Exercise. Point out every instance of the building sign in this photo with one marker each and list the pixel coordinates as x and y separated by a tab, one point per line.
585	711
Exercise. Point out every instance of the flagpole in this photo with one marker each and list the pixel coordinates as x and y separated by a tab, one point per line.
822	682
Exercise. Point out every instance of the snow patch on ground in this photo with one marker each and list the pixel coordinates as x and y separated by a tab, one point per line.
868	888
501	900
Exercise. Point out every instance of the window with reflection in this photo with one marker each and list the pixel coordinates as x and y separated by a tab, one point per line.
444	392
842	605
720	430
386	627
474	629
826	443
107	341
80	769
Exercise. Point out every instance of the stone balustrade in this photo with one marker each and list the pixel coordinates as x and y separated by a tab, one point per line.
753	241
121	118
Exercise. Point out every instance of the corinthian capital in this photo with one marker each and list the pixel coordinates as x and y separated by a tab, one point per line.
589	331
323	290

◆ Exercise description: Nothing outside the span should appear: transcribe the lines from the one containing "Exercise. Point out every instance of the stone" through the last line of the records.

◆ Answer space:
Exercise. Point out every instance of the stone balustrade in this photo with one marker each and list the pixel coordinates as x and y separated by a tab, one point per line.
753	241
121	118
Exercise. Point out every instance of the corinthian capital in this photo with one marker each and list the pixel coordinates as x and y separated by a tab, one point per line.
589	331
323	290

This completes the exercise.